### ARTÍCULO
Bares de Madrid, bares de berberechos, de gallinejas, de caracoles, de bocatas de albóndigas, Plaza de España con el Sancho Panza zampándose uno de calamares, patatas bravas de la Gran Vía donde a mí me bautizaron de Madrid y de bravas cuando los vagones de metro aún iban remachados como submarinos. Bares de Ponzano, como un Broadway de gastromoda, gintonics y besos de pija; bares de La Latina con rincones sentimentales y regionales, con covachuelas gitanas y alfarería mexicana; barrio de Las Letras con cantinas quevedescas y mesones de mosquetero al lado de bares con saxofonistas mendigos y un pastrami pasado por alioli. Bares de copas de Malasaña, con azulejo robado, con botica invadida por los hípsters para tomar vino y crecepelos, con andaluzas y gafapastas y mulatos, todos falsos y auténticos a la vez.
No es que los bares se cierren, sino que se quedan solos, sin ayuda y sin alternativa de los políticos, que únicamente saben cerrar cosas, menos sus bocazas
Restaurantes del barrio de Salamanca, como entrevascos, Serrano desclasado ya de franquicias, calle Ibiza para comer anticipando estirar las piernas por el Retiro, como un soldado o una criada de antes. Finos restaurantes de finos tenedores (Alejo Carpentier), con su vino con lápida, con su sumiller con añada y plaquita, como un buque bretón. Restaurantes con su estrella Michelín o su estrella cocinera/futbolística, restaurantes de soplete y sopa cuántica, con los cocineros como físicos de partículas. Restaurantes de muertos literarios o de toreros muertos, el Café Gijón que todavía tiene camareros vestidos de barbero, el Café Comercial que no ha dejado de ser ferroviario, Chicote que no ha dejado de ser antiguo y peregrinado por la provincia, como una basílica o una estafeta. Más sitios de muerto que también se murieron, el Café de Chinitas que se murió como Manolete, con revolera, o La Mandrágora que se murió como Krahe, o sea como un cristo flaco.
Bares de Madrid, el que no está cerrado tiene ya al camarero con la mirada del farero y un brillo melancólico de armónica en la bandeja. En algunas terrazas la gente muerde los codos del vecino, pero no son todas, ni mucho menos. Hay que mirar dentro, al bar como un cesto de pescador vacío y a los camareros como gente que caza pájaros al vuelo. Dentro, el bar está triste y limpio, como un barco nuevo que han tenido que evacuar. Luego, cuando aún no han llegado la bruja ni Cenicienta, todo en la noche de Madrid está cerrado, con persiana de cueva de dragón o de bodega inundada o de guarida de rapero. Sólo quedan los botellones clandestinos, que se equivocan no ya por el bicho, sino porque sin una barra, sin un amarre, las fiestas sólo pueden ser cosa de salvajes.

### DATOS MOSTRADOS
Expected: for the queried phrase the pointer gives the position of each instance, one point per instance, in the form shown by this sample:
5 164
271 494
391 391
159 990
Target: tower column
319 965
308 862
...
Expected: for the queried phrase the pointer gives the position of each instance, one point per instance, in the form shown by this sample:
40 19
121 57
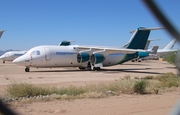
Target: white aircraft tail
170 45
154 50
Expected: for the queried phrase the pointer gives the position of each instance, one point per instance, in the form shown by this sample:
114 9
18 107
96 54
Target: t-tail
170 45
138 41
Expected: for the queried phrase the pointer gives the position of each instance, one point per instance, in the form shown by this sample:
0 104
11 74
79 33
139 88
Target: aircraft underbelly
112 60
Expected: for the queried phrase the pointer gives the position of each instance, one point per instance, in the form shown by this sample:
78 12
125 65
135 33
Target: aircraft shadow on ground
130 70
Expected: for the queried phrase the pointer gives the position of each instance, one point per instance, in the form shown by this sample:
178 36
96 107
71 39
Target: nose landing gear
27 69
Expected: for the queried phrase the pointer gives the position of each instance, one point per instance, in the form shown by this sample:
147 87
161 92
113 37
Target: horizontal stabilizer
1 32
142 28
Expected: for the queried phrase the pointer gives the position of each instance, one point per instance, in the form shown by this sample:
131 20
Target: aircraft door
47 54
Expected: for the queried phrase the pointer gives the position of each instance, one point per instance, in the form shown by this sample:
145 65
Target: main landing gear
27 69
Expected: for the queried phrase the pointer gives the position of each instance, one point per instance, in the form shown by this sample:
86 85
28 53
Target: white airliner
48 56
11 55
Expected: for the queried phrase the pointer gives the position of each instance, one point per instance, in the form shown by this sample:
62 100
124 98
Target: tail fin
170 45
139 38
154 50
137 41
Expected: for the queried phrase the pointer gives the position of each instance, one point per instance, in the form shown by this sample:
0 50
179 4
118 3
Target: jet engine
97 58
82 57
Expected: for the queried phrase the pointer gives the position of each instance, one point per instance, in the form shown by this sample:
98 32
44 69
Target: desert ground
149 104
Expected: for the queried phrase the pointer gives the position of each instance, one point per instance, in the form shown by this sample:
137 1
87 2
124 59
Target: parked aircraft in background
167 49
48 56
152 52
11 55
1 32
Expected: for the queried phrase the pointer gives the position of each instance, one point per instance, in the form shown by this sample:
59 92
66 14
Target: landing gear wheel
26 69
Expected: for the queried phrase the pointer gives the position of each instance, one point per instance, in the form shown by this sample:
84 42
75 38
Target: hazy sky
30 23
* * *
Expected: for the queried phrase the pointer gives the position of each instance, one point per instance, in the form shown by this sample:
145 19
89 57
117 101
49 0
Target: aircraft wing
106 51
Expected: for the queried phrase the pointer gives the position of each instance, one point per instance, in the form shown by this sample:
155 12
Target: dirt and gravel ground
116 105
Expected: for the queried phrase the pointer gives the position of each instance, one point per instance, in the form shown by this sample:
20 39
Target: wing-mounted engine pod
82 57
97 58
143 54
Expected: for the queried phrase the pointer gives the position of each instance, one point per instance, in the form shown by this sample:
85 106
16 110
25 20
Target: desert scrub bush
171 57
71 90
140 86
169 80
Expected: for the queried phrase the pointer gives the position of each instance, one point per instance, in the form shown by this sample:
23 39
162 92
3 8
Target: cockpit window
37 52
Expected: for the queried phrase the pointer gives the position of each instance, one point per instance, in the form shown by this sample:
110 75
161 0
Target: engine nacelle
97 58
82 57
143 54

### TU OBJETIVO
Enumera todos los locales que el artículo sobre los bares de Madrid menciona por su nombre propio. Los registros no tienen ningún papel en esto.

### RESULTADO
- Café Gijón
- Café Comercial
- Chicote
- Café de Chinitas
- La Mandrágora